→ **GIVEN TEXT**:
▬▬▬▬▬▬

Honoring Our Ancestors
Years ago, a couple from our parish invited Steve and me to their annual potluck dinner to celebrate Dia de los Muertos, the Mexican Day of the Dead. For our friend’s family, the festival is customarily celebrated on All Souls Day, November 2.
Our friends made a big pot of posole, a traditional Mexican stew, and asked that we bring for the altar a picture or some object to remember a loved one who had died.
I remember the evening vividly. When each of us arrived, we placed on a special table articles that reminded us of people who had died or things that once belonged to them: an old photograph in a special silver frame, a bracelet, a baseball mitt, a funeral order of worship. Sugar skulls and bright orange marigolds mingled with the cherished pieces. Together we created an offrende, or home altar, to pray with and for our family members and friends who were dead.
After feasting on posole, we took turns sharing stories of our loved ones. What began as a simple potluck became an intimate experience of communion. We all missed the people we were remembering, however it was not sad or morose. For the fresh losses, tears were shared, yet overall I experienced the common humanity of losing people we love. The strongest memory I have of that evening was re-experiencing the joy our beloved dead brought to our lives.
On November 1, the coordinating council of Spiritual Directors International meets in Santa Fe, New Mexico, USA with local spiritual companions and seekers. Seven coordinating council members from four countries and three continents will join local spiritual companions for an afternoon called, Listening to Wisdom. We will continue to plan for the 2014 Emerging Wisdom conference in Santa Fe. Many thanks for the hospitality SDI members in New Mexico are offering to the council.

▬▬▬▬▬▬

→ **SUPPLIED MATERIAL**:
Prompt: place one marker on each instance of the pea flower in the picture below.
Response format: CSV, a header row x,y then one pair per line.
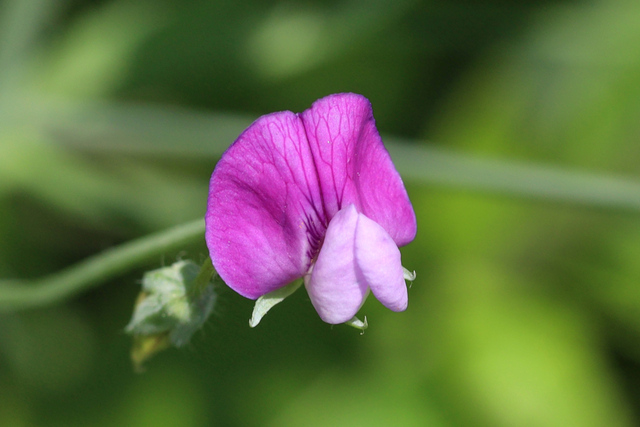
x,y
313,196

▬▬▬▬▬▬

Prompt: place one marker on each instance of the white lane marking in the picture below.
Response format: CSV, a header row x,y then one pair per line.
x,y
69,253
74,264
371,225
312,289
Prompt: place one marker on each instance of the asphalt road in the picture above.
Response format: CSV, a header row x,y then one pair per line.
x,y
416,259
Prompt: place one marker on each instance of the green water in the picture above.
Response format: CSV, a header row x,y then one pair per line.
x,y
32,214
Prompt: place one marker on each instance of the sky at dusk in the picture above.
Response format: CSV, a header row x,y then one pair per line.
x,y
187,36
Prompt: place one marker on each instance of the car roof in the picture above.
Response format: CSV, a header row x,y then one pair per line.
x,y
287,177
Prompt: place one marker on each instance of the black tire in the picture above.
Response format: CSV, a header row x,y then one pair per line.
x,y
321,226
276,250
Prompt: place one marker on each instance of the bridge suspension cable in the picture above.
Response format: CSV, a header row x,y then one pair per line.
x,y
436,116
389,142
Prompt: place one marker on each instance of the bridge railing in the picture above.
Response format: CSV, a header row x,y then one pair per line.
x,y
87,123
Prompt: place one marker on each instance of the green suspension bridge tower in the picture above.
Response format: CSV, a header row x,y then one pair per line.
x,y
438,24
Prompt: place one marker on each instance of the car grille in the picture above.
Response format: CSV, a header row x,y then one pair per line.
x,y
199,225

▬▬▬▬▬▬

→ **DESCRIPTION OF THE TASK**: Reproduce the entire text on honoring ancestors, word for word, from its title to its final sentence.

→ **RESPONSE BELOW**:
Honoring Our Ancestors
Years ago, a couple from our parish invited Steve and me to their annual potluck dinner to celebrate Dia de los Muertos, the Mexican Day of the Dead. For our friend’s family, the festival is customarily celebrated on All Souls Day, November 2.
Our friends made a big pot of posole, a traditional Mexican stew, and asked that we bring for the altar a picture or some object to remember a loved one who had died.
I remember the evening vividly. When each of us arrived, we placed on a special table articles that reminded us of people who had died or things that once belonged to them: an old photograph in a special silver frame, a bracelet, a baseball mitt, a funeral order of worship. Sugar skulls and bright orange marigolds mingled with the cherished pieces. Together we created an offrende, or home altar, to pray with and for our family members and friends who were dead.
After feasting on posole, we took turns sharing stories of our loved ones. What began as a simple potluck became an intimate experience of communion. We all missed the people we were remembering, however it was not sad or morose. For the fresh losses, tears were shared, yet overall I experienced the common humanity of losing people we love. The strongest memory I have of that evening was re-experiencing the joy our beloved dead brought to our lives.
On November 1, the coordinating council of Spiritual Directors International meets in Santa Fe, New Mexico, USA with local spiritual companions and seekers. Seven coordinating council members from four countries and three continents will join local spiritual companions for an afternoon called, Listening to Wisdom. We will continue to plan for the 2014 Emerging Wisdom conference in Santa Fe. Many thanks for the hospitality SDI members in New Mexico are offering to the council.